- _Problems_
[A] In the firewood thread, what diameter were the large branches katwillny had mostly been taking from the oak score?
[B] Rewrite the listing lines starting at the first line of the listing and ending at the line containing "column 69, row 86", swapping "butterfly antenna" for "moth antenna" and changing nothing else. Omit the pictures from your answer.

- _Document extract_
# Branch or Trunk



## katwillny (Apr 2, 2013)

I was talking to a friend yesterday about firewood and a question came up as to what part of the tree was better to burn branch or trunk. I told him that i wasnt sure and that I would think that the trunk is much denser but I wasnt certain. I recently got a nice oak score and being an old tree the trunk pieces are really heavy so I have been taking mostly large branches, ( 8 or 9 inch diameter). So does it matter which part is used, is one better than the other? thanks.


----------



## bogydave (Apr 2, 2013)

Better?
The density of knots is highest (where limbs attach to the trunk) I'd think would have the most BTU.
Harder to split.

Saying one is "better" is tough, I process everything 4" & larger into firewood.

The trees I've been cutting are mostly trunk with very few large limbs. (Small limbs in the tops)
For me the trunk us better because that's where the wood is.

Trunk & big limb BTU/pound, I'd guess, are  the same.  I'd guess density is close too.


----------



## gzecc (Apr 2, 2013)

Don't think it matters. 5lbs of trunk is the same as 5lbs of branch of the same tree. There is probably a tree somewhere in the world that has different trunk wood than branch wood, but for arguments sake lets compare average firewood trees.


----------



## katwillny (Apr 2, 2013)

gzecc said:


> There is probably a tree somewhere in the world that has different trunk wood than branch wood


thanks for the reply
I was referring to wood from the same. t


----------



## Got Wood (Apr 2, 2013)

Its nice to see a topic with a different thought to ponder here. (over the years most are repeats). I'm sure some one will have facts on this one way or another. My guess is the difference is negligible.


----------



## Havendalefarm (Apr 2, 2013)

I would think that the inner splits from a larger trunk may be slightly better. Especially the pieces with no bark. They would be mostly heartwood and have less cambium, sapwood and of course bark. There is something to be said though for the limb wood and smaller trunk wood that does not need to get split. It is nice sometimes to have some bigger rounds.


----------



## Coal Reaper (Apr 2, 2013)

- _Provided records_
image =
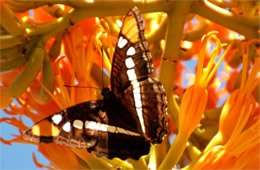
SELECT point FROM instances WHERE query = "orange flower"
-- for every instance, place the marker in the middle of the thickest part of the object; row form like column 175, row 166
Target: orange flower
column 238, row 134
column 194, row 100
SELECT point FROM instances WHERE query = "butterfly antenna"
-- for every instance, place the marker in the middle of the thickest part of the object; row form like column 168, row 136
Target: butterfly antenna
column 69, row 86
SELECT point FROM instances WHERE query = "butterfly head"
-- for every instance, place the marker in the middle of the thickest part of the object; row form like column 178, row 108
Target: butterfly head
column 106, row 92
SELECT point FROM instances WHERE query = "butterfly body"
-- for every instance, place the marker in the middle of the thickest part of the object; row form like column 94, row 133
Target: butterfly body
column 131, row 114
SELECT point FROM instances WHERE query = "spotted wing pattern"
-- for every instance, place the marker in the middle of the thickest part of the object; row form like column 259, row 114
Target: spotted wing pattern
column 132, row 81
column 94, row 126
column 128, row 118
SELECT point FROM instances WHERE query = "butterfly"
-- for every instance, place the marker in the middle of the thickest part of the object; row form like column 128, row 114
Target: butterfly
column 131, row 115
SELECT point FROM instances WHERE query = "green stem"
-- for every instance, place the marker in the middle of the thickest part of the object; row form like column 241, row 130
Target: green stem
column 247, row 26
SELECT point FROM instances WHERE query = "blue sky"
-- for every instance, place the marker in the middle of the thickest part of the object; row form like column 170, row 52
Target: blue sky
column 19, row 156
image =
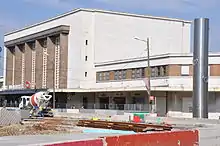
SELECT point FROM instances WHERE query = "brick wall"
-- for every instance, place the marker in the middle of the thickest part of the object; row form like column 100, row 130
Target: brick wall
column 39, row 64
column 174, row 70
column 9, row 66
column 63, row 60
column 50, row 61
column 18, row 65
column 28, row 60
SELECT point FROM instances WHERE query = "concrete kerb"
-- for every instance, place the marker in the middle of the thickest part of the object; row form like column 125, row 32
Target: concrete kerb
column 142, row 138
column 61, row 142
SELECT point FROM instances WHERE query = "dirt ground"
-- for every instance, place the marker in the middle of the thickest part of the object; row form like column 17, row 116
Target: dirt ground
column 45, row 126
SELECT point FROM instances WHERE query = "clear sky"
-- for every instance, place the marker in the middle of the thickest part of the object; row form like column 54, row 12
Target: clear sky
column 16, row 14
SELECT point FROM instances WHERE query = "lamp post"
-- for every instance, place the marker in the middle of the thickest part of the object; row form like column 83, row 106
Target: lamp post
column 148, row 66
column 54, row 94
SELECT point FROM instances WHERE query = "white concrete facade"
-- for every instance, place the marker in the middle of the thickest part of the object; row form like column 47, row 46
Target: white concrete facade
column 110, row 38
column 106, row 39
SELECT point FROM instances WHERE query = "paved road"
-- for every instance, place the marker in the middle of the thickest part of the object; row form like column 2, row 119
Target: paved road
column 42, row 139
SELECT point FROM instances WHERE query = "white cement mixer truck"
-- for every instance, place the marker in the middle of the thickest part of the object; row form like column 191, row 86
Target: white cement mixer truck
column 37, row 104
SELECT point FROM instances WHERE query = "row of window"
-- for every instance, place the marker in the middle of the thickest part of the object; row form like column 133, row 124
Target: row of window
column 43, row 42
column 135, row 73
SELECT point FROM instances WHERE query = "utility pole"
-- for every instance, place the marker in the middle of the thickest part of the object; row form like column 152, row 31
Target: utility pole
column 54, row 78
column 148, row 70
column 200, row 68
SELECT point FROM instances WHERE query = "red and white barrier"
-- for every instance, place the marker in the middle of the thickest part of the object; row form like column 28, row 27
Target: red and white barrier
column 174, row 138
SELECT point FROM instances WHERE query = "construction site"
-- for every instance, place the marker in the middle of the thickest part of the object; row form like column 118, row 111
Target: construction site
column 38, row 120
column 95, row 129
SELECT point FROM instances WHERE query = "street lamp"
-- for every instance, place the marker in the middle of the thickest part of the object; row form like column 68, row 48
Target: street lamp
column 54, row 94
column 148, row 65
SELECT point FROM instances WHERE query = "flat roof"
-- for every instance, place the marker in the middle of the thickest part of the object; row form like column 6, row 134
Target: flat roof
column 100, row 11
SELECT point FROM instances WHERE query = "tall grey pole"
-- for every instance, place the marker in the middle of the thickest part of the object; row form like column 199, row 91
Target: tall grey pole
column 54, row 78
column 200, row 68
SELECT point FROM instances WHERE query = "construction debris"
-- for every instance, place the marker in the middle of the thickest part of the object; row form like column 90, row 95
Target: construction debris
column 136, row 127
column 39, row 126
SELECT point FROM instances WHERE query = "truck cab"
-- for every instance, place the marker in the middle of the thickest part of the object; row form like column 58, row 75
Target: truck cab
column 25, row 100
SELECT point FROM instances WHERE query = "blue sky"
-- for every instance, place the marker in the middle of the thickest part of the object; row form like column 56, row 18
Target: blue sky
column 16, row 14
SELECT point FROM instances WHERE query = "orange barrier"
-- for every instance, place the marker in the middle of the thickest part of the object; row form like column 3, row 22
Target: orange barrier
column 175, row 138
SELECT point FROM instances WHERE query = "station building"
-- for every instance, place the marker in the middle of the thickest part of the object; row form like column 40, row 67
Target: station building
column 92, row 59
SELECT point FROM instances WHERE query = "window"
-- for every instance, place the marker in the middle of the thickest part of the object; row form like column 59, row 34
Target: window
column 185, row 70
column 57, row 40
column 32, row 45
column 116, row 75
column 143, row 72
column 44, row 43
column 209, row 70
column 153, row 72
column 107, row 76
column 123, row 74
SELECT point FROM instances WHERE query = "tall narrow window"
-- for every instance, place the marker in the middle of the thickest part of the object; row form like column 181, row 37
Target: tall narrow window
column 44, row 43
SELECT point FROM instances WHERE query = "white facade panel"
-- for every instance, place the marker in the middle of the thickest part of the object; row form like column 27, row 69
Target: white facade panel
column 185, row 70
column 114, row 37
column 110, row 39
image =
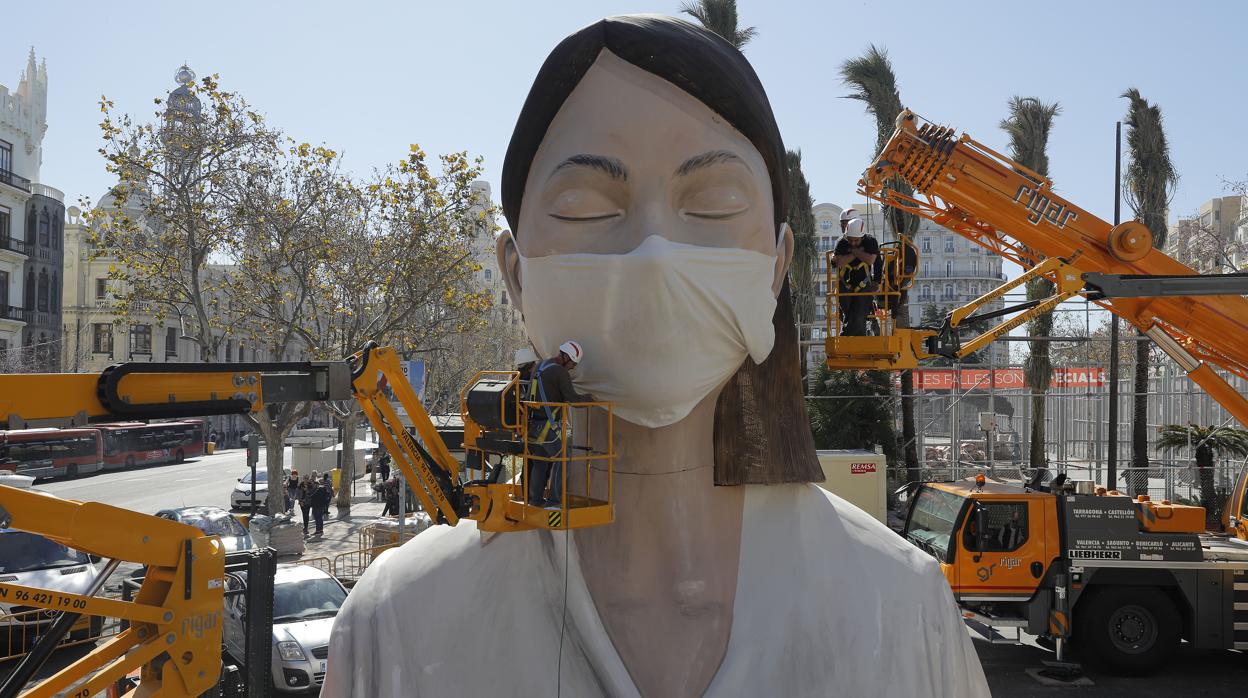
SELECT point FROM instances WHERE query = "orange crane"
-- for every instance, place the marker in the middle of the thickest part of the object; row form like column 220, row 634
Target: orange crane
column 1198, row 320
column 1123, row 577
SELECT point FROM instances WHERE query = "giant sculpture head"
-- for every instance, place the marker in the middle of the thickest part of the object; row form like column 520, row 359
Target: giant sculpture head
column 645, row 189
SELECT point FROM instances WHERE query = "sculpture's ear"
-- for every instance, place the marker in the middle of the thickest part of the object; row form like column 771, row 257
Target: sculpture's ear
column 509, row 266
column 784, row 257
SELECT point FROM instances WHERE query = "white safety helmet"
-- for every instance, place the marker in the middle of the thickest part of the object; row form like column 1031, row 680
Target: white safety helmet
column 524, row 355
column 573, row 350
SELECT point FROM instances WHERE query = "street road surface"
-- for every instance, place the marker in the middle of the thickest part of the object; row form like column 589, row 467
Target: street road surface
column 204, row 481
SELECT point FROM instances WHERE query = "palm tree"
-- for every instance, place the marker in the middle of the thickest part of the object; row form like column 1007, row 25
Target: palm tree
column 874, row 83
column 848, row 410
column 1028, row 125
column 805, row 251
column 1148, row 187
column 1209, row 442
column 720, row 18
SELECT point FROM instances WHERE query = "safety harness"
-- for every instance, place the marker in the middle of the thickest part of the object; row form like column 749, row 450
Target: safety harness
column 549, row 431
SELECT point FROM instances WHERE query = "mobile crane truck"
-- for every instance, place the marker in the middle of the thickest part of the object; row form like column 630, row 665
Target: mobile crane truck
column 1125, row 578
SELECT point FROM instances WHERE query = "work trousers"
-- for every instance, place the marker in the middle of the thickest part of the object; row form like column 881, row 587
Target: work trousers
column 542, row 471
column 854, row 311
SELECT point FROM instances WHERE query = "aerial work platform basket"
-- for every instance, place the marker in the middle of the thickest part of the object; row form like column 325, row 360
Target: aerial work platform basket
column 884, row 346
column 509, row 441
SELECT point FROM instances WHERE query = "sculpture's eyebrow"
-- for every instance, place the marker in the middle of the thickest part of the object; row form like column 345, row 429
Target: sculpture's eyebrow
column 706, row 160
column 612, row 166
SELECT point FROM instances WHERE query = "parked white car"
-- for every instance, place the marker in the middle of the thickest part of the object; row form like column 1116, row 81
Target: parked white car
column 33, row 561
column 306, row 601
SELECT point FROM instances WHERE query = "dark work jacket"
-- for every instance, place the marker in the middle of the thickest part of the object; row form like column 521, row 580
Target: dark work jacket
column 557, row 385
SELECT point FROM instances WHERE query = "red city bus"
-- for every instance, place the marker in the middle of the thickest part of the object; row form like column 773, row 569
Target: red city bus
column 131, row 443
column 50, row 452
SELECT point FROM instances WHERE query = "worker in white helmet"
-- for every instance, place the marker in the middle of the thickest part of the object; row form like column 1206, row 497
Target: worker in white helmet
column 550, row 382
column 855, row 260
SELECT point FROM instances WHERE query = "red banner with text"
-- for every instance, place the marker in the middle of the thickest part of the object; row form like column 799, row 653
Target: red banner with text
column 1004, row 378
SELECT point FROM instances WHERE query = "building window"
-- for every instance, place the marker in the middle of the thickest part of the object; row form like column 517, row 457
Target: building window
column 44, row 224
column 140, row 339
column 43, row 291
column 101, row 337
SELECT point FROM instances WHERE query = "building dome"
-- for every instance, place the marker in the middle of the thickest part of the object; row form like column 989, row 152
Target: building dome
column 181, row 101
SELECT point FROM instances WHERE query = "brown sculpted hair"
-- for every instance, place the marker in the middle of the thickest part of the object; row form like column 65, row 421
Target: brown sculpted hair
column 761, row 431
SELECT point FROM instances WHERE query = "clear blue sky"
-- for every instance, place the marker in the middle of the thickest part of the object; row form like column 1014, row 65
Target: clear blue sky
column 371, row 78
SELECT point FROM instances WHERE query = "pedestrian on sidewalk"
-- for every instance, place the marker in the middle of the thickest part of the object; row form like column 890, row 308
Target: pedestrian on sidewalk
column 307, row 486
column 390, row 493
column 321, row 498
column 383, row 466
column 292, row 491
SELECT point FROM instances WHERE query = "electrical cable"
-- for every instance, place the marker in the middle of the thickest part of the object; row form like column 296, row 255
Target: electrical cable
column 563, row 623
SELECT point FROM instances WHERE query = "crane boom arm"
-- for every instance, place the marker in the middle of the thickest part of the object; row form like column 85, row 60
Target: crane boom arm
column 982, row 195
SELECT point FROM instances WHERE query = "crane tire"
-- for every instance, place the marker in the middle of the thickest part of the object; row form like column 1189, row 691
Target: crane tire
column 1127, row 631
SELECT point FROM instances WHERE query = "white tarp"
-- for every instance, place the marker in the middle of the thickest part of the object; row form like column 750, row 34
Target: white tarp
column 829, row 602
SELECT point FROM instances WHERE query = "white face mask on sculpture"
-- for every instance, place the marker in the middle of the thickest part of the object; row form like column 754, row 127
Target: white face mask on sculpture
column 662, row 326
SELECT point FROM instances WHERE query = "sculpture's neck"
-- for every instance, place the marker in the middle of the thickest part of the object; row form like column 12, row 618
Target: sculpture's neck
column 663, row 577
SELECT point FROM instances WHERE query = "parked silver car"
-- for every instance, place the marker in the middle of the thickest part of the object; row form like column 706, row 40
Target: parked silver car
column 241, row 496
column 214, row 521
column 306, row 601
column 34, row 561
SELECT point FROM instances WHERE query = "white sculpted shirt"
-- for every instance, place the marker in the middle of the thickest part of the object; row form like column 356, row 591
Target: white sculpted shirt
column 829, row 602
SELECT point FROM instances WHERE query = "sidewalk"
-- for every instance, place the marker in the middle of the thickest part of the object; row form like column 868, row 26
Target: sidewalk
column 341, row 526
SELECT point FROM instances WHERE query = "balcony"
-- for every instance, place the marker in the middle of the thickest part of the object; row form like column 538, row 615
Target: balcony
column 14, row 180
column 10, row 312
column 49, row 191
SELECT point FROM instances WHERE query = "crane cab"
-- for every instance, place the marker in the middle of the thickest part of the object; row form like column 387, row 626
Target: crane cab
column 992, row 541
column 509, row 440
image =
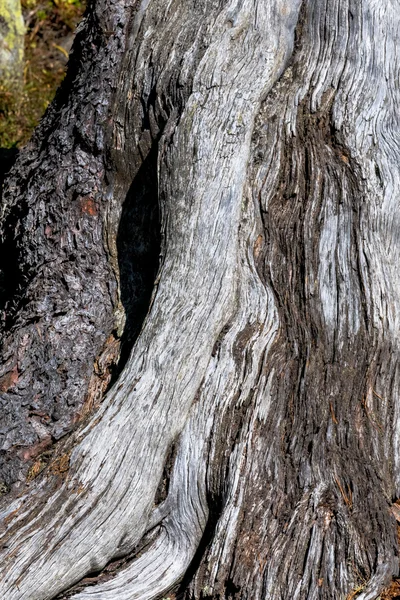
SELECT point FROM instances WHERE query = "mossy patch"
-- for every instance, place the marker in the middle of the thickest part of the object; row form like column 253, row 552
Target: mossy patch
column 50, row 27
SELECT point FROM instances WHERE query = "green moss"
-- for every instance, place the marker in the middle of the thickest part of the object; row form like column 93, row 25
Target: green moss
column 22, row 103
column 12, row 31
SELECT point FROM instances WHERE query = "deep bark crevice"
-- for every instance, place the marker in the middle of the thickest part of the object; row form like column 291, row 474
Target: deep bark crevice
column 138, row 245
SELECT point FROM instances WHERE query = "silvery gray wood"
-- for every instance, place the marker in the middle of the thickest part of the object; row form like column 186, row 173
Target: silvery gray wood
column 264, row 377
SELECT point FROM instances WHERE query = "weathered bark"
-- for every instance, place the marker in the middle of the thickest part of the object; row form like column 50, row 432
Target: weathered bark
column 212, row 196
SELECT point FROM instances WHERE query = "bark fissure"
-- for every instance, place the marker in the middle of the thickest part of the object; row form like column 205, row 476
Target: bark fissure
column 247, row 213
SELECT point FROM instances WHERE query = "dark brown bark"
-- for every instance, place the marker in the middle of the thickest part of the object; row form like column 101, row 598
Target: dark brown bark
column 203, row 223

- _Task responses_
[A] 8 or 9 inches.

[B]
image =
SELECT point FROM instances WHERE query = "orange flower"
-- for every instance, place the marker in the middle of the thickest part of the object; row form like column 175, row 166
Target: orange flower
column 238, row 134
column 194, row 100
SELECT point FROM instances WHERE query = "moth antenna"
-- for every instance, place the marker in the middle of the thickest part of the object; row form like column 168, row 136
Target: moth antenna
column 69, row 86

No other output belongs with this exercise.